- [Excerpted text]
::::

Alta Vista Drive is a suburban road in Ottawa, Ontario, Canada, and is the main north-south street in the city's Alta Vista Ward. It runs from Bank Street in the south to Industrial Avenue in the north covering the neighbourhoods of Ridgemont, Alta Vista and Riverview.

Alta Vista was created as the result of major residential developments (notably the Rideau Park and Alta Vista subdivisions) in the region following World War II. First referred to as the "100 foot highway", it was named Churchill Avenue (after Winston Churchill) in 1941. After Ottawa annexed Gloucester Township in July 1950, the road was renamed "Alta Vista Drive", as there was already a Churchill Avenue in Ottawa. The first stretch was built between Smyth Road and Kilborn Avenue in 1939. Gloucester Township Council passed a by-law on May 3, 1937, permitting its construction. The stretch from Kilborn to Randall was built in 1940; the stretch north of Smyth in 1942 (to what is now Terminal Avenue) and south of Randall to Bank Street (then called "Metcalfe Road") in 1947.

::::

- [Task prompt]
Answer these from the Alta Vista Drive text:
(a) At which street does the road begin in the south?
(b) What name was the road given in 1941?
(c) In what year was the stretch from Kilborn to Randall built?
The records have no connection to the Alta Vista Drive text.

(Region pointing data)
::::

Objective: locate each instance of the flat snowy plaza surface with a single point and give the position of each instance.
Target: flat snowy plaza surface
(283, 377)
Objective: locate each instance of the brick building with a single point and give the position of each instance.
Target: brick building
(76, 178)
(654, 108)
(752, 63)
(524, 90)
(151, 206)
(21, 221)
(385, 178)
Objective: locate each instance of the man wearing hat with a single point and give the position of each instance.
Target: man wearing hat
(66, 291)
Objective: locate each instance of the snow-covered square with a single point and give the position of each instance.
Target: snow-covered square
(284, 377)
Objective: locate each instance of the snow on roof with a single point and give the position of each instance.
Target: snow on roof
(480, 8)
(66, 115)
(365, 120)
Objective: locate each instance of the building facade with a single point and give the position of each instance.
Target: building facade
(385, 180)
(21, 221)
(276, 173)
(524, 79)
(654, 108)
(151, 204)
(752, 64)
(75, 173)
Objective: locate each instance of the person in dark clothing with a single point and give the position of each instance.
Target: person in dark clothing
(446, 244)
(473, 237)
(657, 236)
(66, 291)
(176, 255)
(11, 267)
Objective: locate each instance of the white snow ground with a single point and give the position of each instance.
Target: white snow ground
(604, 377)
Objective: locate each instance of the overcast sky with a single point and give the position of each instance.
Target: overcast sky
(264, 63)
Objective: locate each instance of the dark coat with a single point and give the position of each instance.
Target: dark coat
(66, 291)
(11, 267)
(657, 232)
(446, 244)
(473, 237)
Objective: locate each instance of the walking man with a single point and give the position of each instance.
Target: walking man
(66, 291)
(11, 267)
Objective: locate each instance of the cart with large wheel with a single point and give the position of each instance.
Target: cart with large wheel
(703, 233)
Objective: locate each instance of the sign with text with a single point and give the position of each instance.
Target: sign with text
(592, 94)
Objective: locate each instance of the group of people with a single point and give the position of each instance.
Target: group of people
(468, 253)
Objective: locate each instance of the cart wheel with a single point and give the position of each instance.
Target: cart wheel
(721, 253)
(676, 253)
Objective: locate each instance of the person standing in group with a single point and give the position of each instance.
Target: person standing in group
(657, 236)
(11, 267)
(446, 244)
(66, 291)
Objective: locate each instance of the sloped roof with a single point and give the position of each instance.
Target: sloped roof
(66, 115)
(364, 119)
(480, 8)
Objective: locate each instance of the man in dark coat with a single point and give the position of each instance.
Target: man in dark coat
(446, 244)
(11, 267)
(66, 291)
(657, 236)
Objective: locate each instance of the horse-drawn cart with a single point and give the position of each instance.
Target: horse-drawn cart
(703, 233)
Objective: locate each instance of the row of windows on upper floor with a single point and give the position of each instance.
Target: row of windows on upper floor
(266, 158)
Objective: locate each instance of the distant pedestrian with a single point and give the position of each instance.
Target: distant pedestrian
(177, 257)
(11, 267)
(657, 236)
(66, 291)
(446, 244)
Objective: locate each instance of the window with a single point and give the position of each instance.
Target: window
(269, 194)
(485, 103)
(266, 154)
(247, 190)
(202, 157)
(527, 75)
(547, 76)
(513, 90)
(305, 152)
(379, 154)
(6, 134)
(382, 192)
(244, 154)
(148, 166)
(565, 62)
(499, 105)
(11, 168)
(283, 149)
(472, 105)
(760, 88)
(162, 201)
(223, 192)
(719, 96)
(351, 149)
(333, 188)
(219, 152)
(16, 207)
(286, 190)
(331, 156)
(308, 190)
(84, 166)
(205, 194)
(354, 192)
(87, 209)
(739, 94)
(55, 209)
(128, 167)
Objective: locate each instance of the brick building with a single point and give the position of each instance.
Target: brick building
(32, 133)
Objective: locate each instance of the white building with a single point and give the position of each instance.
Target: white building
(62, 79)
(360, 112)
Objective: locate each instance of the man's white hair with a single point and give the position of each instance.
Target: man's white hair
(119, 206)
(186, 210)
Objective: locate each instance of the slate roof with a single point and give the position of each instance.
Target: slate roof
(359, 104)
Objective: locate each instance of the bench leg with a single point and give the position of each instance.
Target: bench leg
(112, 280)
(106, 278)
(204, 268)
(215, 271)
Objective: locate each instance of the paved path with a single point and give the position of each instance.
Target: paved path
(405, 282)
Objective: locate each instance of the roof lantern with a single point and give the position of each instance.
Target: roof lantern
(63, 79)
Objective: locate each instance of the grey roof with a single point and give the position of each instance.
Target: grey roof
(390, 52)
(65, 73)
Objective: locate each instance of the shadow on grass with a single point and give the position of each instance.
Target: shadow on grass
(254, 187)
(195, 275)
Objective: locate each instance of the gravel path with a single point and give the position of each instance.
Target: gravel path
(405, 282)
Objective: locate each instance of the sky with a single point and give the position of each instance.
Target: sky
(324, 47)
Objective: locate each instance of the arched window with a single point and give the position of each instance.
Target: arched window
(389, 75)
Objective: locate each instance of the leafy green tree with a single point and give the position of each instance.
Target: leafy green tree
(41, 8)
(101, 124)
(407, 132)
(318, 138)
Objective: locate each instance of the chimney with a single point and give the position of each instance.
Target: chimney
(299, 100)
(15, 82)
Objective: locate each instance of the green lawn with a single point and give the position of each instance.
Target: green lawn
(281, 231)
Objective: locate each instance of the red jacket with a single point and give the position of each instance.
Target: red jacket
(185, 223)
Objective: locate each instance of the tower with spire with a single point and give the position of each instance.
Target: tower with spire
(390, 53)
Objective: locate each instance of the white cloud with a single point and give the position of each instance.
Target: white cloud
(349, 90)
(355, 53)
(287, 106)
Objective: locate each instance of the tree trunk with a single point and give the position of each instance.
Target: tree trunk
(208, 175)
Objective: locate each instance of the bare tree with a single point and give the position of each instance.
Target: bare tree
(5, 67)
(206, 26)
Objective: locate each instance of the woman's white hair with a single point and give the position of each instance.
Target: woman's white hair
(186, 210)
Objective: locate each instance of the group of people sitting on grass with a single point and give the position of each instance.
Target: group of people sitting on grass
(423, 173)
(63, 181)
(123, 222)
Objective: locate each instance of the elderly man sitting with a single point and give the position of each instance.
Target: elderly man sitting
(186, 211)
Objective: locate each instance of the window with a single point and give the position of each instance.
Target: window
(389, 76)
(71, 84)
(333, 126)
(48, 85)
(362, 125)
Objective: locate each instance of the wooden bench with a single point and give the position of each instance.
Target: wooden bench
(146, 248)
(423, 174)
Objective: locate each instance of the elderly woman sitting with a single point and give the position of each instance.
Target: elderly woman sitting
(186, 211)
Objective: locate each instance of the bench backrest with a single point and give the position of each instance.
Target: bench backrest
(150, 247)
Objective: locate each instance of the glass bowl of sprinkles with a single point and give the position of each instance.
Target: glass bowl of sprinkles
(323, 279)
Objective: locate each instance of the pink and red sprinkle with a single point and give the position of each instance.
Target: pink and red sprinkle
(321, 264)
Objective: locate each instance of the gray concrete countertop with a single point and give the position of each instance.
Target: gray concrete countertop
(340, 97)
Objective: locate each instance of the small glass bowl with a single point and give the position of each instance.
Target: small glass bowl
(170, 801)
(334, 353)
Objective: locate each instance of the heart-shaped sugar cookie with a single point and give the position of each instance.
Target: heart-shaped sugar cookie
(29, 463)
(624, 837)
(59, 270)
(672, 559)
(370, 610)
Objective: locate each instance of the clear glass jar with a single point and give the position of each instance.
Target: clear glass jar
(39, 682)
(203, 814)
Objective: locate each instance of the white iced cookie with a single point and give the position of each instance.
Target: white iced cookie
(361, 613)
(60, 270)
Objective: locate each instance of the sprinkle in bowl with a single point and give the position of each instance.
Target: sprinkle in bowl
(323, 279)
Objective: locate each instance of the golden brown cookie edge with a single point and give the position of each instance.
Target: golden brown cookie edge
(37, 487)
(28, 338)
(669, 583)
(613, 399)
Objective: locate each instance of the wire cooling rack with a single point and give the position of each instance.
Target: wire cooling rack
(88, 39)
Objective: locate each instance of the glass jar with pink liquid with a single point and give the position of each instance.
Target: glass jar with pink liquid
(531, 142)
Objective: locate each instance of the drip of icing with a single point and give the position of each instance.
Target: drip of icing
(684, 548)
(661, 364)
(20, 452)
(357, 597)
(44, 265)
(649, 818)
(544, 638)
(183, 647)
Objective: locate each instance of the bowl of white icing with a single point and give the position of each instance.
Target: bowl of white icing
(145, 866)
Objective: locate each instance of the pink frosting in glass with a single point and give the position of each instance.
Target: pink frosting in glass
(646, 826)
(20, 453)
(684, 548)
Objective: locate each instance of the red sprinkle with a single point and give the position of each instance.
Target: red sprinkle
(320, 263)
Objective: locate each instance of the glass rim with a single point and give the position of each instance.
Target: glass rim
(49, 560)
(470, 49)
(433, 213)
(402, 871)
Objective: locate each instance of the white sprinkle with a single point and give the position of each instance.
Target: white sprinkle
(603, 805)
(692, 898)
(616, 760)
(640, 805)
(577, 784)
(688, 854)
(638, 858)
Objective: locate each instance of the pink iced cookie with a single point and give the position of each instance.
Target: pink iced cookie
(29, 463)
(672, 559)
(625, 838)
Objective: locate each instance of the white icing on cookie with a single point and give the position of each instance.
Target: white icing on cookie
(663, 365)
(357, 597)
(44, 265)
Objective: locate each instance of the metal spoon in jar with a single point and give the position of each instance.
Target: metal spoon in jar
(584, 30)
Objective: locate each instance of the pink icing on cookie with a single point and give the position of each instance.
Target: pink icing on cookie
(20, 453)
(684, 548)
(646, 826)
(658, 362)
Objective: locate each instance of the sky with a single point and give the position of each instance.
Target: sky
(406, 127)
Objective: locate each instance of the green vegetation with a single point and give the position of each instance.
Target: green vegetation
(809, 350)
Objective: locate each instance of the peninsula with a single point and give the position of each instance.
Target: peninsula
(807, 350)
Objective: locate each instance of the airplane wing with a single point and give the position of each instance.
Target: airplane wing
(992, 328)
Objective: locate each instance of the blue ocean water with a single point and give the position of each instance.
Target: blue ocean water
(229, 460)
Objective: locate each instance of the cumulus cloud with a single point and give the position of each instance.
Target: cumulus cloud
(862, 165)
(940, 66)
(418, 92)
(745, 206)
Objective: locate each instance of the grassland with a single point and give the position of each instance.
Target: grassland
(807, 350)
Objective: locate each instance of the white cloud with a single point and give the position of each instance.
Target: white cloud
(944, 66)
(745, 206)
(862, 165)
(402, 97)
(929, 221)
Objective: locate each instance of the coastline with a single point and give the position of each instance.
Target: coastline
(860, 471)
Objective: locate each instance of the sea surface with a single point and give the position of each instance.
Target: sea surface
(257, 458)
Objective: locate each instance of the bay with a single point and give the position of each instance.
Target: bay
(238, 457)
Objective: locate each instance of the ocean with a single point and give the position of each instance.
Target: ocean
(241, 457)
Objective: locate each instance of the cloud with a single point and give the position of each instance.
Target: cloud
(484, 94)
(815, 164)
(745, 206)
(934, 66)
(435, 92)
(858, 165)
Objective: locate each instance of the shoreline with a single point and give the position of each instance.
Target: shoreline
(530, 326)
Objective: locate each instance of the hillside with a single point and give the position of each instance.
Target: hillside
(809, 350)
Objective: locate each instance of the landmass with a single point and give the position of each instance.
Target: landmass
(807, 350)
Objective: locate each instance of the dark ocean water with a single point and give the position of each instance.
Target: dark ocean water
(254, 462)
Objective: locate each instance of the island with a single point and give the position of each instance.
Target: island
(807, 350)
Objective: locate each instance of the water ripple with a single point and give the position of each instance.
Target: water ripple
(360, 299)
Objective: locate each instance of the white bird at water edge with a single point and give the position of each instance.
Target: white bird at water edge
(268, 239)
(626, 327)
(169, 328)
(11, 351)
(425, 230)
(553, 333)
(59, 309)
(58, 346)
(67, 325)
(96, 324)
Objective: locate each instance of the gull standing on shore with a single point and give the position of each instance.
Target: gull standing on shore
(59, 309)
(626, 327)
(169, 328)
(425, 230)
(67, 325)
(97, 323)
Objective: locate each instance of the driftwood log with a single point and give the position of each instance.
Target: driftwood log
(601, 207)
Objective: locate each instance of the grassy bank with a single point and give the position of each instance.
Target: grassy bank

::::

- [Reply to the exercise]
(a) Bank Street
(b) Churchill Avenue
(c) 1940